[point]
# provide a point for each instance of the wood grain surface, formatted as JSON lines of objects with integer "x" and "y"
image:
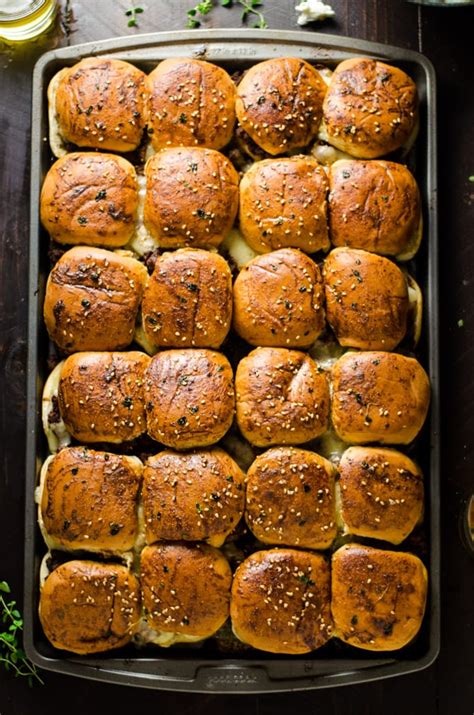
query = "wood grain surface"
{"x": 445, "y": 36}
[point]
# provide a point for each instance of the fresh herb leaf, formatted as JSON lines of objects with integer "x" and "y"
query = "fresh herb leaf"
{"x": 249, "y": 8}
{"x": 12, "y": 654}
{"x": 132, "y": 13}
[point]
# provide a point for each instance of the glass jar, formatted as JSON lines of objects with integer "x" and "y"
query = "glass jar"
{"x": 24, "y": 19}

§

What is being asked –
Copy every one of the rows above word for word, leaving out the pictures.

Completed exercise –
[point]
# provide a point for each instance of the wood grain surface, formatted as JSON lines of objects with integer "x" and "y"
image:
query = "wood grain surface"
{"x": 445, "y": 36}
[point]
# provide a point for each instance of the fresh herb leaf, formatted as JSON lines of objects with integer "x" and "y"
query = "fresh herb leaf"
{"x": 249, "y": 8}
{"x": 12, "y": 654}
{"x": 132, "y": 13}
[point]
# provide a point for each instance of the glass jar, formatted as JSON lines of objects with integer "x" and "y"
query = "glass jar"
{"x": 24, "y": 19}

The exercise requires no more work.